Request 1: Echo the lines of the entries below word for word, starting at the line that contains "Could you kindly point to the outstretched" and ending at the last line of the entries.

Extract to read:
□ □ □ □

Four foreigners are reportedly among seven people killed when a bomb exploded near a school in Pakistan’s Northwest Frontier Province, but initial reports are contradictory. The bomb may have hit a convoy, in the Lower Dir district, traveling to the opening of a girls school but other reports say the blast came during the opening ceremony of the school. Two of the dead may have been schoolgirls, but it seems clear that many of the nearly 50 injured were students. The BBC reports that the four Westerners killed were aid workers, citing police, but other sources say there were three Westerners and they may have been US soldiers. The district is a Taliban stronghold.
The latest in a string of attacks in Pakistan’s Northwest Frontier Province that have targeted military, police and intelligence services took place early Friday 13 November in Peshawar, where a gunfire was followed by a bomb blast at the Inter-Services Intelligence’s provincial headquarters. Ten people died, at least 60 are wounded and several are believed to be buried under the rubble of the building, according to government officials. In another attack in the province’s Bannu District a suicide bomber drove into a police station and killed six people, injured 23.

□ □ □ □

Records supplied:
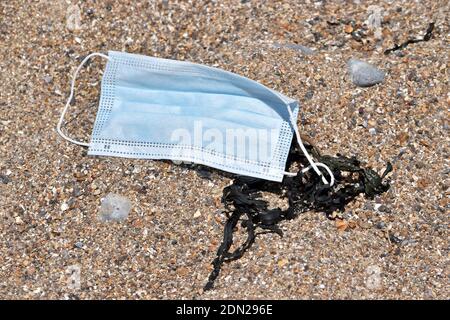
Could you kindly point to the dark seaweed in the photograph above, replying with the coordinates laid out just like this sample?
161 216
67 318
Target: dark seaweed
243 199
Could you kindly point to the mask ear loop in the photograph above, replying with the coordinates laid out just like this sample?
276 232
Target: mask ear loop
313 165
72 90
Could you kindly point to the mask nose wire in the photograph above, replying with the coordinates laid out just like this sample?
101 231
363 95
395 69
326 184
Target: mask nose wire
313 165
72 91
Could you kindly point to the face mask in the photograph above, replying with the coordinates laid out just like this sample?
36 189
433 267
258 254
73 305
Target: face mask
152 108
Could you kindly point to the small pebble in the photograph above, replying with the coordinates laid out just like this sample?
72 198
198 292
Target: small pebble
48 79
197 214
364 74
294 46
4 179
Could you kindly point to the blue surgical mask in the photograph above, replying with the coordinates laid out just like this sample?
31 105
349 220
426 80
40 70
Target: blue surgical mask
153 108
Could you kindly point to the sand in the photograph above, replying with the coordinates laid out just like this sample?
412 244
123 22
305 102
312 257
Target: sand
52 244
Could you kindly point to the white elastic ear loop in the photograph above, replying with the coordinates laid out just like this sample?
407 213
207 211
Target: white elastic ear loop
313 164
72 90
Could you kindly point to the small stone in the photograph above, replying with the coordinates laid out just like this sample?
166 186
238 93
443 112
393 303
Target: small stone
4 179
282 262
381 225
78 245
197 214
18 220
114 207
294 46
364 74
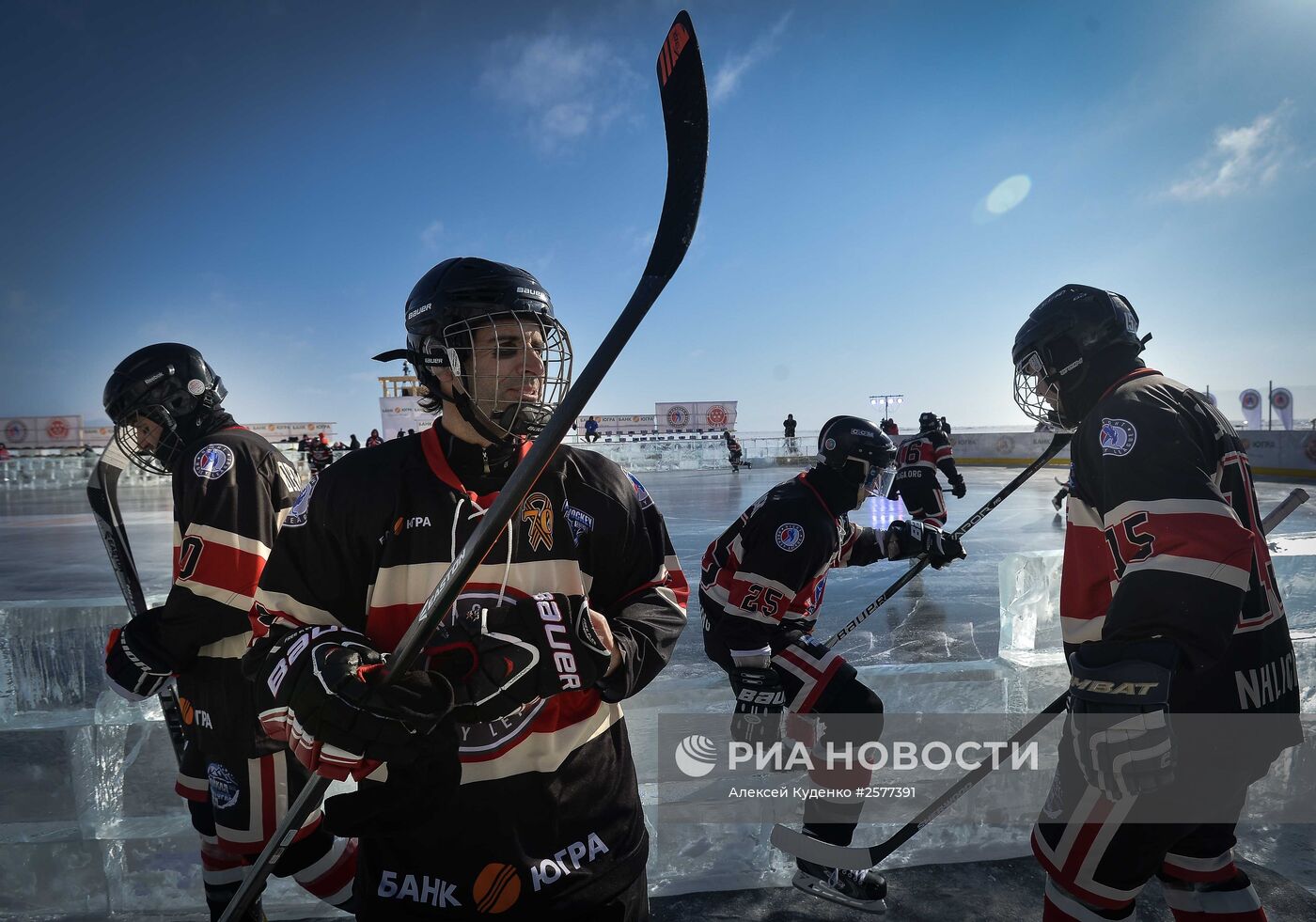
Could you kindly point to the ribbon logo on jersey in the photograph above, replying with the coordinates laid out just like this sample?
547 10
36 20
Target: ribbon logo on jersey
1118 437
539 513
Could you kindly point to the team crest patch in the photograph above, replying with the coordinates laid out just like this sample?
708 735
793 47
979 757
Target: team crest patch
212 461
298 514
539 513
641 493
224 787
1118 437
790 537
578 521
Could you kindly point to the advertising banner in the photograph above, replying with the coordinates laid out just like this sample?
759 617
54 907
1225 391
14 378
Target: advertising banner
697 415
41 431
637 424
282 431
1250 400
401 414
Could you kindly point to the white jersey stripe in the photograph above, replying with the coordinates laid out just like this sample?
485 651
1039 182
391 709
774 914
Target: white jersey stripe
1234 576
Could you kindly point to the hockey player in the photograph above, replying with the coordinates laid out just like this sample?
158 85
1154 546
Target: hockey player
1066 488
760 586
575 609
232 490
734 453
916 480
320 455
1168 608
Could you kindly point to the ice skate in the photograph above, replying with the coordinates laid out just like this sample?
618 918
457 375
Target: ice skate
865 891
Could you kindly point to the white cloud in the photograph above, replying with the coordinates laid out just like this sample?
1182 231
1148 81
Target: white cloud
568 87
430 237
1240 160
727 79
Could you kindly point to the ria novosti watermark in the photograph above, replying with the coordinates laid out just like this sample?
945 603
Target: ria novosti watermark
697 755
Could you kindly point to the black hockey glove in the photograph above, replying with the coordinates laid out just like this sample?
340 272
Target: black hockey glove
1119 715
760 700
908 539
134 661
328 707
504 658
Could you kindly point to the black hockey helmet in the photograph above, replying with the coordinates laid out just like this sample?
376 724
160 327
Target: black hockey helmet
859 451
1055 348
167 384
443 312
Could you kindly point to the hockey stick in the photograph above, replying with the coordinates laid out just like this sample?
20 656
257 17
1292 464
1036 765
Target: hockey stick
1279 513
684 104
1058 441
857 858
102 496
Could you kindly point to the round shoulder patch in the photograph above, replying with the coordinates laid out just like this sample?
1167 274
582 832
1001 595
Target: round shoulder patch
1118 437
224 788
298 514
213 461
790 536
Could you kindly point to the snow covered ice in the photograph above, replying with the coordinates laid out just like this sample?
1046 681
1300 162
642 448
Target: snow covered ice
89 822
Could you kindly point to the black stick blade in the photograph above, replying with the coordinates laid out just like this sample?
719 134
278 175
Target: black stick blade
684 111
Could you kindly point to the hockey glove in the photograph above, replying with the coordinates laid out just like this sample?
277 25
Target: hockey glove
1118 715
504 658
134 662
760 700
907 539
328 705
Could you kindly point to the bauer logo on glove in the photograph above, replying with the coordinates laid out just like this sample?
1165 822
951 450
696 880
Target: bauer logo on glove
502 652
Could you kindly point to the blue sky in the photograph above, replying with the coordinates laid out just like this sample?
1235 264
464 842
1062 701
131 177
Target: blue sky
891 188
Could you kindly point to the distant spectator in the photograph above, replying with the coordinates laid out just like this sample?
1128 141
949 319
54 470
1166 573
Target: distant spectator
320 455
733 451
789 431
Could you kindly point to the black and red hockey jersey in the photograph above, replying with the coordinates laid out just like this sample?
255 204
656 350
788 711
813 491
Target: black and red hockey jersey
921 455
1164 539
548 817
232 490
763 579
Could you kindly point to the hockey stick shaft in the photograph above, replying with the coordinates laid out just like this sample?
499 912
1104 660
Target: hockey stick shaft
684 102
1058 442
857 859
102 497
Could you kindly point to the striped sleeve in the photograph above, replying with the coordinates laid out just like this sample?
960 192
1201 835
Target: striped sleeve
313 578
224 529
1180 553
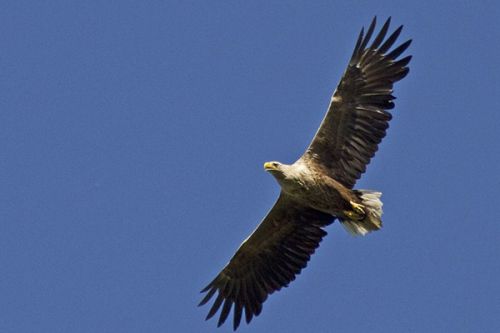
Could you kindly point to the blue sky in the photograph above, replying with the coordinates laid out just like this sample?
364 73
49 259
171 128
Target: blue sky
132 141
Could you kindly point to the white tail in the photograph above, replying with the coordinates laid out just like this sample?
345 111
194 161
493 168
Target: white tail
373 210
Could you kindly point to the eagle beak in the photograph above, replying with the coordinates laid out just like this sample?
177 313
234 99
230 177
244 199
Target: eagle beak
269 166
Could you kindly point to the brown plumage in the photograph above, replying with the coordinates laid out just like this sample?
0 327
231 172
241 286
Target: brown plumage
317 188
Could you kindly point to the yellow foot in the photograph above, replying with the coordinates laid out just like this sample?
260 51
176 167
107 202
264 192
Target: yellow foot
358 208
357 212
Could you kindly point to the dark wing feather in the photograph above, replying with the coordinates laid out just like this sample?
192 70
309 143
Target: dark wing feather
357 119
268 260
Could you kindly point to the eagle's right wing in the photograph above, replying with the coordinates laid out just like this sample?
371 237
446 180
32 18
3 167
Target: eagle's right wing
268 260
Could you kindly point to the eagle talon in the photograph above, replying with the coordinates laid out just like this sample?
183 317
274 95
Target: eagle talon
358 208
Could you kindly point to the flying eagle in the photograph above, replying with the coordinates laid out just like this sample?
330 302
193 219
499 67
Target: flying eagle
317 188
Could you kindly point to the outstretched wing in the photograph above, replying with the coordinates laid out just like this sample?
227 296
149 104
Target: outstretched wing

□ □ □ □

Request 2: Duplicate the passage of the news report on the bombings in Pakistan word for word, starting at "The latest in" and ending at "people, injured 23.".

Correct output 1:
Could you kindly point to the outstretched wing in the photograph above, replying with the coordinates laid out just like this sample?
227 296
149 104
Target: outstretched wing

Correct output 2:
The latest in a string of attacks in Pakistan’s Northwest Frontier Province that have targeted military, police and intelligence services took place early Friday 13 November in Peshawar, where a gunfire was followed by a bomb blast at the Inter-Services Intelligence’s provincial headquarters. Ten people died, at least 60 are wounded and several are believed to be buried under the rubble of the building, according to government officials. In another attack in the province’s Bannu District a suicide bomber drove into a police station and killed six people, injured 23.